--- Record set ---
- - -
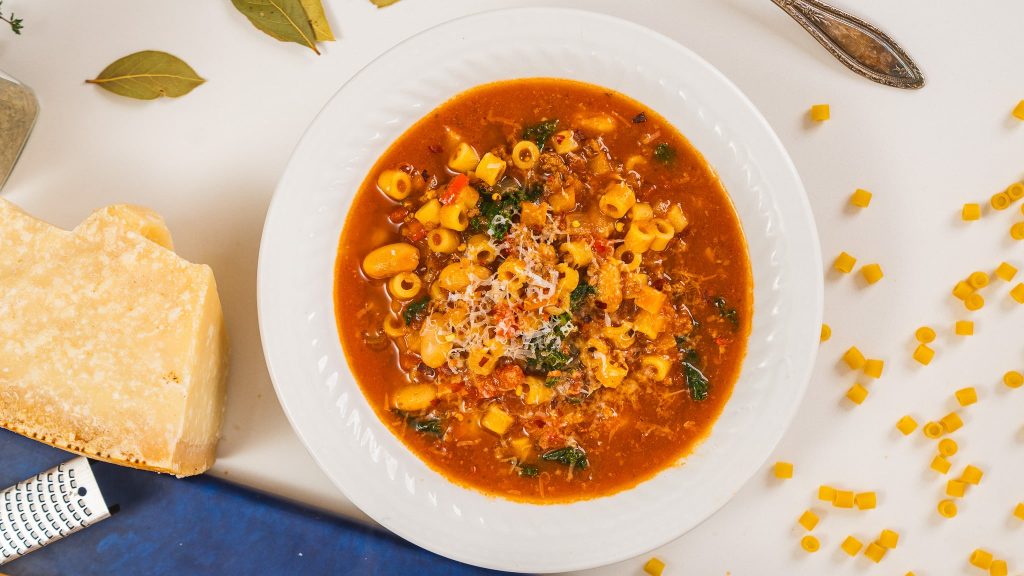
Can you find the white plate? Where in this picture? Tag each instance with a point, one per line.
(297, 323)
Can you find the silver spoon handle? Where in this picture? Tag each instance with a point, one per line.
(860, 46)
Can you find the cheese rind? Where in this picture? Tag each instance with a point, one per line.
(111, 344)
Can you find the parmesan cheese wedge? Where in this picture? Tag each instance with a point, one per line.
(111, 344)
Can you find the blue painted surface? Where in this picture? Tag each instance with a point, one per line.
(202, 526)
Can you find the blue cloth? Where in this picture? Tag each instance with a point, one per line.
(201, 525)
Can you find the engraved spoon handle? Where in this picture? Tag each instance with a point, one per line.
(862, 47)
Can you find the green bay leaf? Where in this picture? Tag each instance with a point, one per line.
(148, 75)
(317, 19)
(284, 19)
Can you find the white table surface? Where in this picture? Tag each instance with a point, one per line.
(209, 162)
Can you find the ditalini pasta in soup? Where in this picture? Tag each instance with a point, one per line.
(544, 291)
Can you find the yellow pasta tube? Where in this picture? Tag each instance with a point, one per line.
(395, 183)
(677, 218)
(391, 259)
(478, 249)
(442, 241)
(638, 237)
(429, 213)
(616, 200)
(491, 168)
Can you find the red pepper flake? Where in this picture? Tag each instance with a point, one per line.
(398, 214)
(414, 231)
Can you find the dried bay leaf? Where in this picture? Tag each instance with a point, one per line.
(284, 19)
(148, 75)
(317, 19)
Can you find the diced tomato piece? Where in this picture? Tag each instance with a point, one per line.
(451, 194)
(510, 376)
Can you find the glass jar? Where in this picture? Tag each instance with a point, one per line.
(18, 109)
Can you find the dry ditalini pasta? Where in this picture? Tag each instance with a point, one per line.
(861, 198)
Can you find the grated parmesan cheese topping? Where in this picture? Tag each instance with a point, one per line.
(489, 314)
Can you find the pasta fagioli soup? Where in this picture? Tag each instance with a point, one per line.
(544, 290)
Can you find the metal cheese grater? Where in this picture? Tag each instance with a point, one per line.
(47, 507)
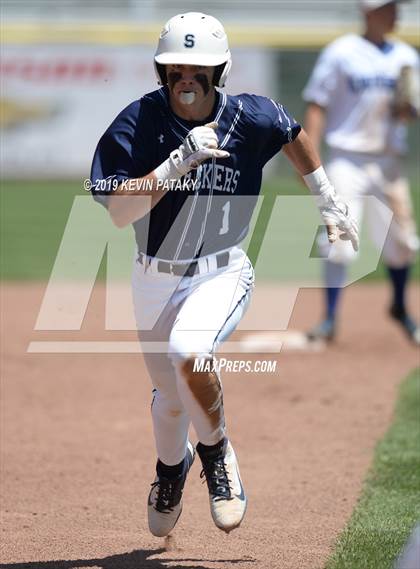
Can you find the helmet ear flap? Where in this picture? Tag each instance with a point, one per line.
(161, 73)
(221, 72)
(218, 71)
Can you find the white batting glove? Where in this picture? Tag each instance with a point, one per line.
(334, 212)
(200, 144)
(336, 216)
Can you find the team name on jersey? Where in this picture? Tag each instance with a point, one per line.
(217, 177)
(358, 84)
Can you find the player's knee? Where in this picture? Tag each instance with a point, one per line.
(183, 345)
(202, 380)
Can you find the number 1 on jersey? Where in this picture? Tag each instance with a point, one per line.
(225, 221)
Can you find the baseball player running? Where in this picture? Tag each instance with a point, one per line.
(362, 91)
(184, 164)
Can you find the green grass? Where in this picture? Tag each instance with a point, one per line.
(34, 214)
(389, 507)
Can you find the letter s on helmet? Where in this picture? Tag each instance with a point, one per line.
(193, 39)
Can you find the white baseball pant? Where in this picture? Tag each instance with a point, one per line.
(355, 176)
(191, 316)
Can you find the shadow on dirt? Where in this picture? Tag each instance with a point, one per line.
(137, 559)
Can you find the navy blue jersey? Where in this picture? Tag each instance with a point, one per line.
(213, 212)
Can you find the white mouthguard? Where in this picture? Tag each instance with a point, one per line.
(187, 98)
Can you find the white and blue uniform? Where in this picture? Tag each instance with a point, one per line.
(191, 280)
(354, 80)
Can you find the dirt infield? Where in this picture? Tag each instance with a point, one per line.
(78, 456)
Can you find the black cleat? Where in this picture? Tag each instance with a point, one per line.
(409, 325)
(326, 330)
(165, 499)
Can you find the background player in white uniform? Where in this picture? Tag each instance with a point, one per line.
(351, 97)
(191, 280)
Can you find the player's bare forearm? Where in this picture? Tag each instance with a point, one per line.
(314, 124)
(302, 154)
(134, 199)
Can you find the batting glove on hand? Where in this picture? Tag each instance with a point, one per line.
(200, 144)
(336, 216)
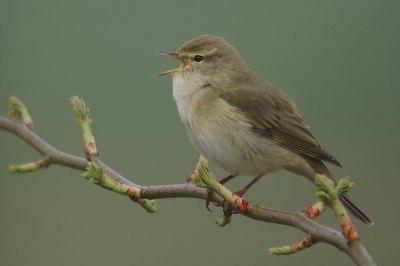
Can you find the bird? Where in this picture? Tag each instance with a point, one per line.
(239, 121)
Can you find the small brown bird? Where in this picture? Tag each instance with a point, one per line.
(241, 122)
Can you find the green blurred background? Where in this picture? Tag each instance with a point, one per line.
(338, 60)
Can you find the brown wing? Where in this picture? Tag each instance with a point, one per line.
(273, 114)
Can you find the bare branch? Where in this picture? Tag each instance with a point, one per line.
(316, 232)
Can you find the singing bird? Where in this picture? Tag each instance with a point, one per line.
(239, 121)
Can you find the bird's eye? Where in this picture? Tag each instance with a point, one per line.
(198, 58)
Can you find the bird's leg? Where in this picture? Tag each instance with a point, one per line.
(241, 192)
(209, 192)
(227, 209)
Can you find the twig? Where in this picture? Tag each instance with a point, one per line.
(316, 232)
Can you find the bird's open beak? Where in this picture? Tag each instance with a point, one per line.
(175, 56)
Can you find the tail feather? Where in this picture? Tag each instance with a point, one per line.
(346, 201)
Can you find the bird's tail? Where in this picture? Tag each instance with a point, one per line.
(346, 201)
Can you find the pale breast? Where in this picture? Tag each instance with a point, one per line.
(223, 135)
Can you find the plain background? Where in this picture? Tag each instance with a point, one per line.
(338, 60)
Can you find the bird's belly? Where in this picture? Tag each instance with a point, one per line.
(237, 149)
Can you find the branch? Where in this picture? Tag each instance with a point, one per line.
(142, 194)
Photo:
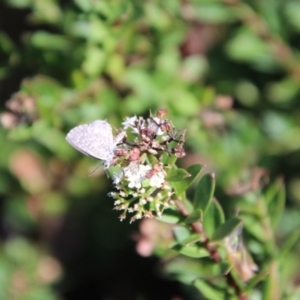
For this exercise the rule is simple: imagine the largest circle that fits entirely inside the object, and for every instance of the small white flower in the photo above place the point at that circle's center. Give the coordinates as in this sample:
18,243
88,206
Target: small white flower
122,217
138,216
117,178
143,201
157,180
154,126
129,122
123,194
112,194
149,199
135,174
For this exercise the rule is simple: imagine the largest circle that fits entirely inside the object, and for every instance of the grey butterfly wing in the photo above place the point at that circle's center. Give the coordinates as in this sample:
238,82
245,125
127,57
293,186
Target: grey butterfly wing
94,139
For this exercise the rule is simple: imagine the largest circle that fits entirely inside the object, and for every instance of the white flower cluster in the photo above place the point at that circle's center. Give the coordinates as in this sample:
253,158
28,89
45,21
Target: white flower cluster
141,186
- - -
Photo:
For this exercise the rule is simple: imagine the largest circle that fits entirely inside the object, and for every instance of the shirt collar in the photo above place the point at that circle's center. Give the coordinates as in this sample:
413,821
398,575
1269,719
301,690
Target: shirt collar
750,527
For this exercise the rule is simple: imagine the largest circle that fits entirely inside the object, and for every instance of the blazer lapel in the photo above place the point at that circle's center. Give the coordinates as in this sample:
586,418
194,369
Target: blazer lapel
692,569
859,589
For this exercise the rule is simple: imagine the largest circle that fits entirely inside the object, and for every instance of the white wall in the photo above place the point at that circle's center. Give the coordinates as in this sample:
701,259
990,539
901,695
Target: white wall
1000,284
- - -
--- Request ---
Please return every line of the material above that contains the word "handle".

--- Correct answer ---
Can you find the silver spoon handle? Where in this picture? Tag each instance with a point, one per line.
Can you find the engraved spoon handle? Where in this picture? Tag each instance with a point, one per line.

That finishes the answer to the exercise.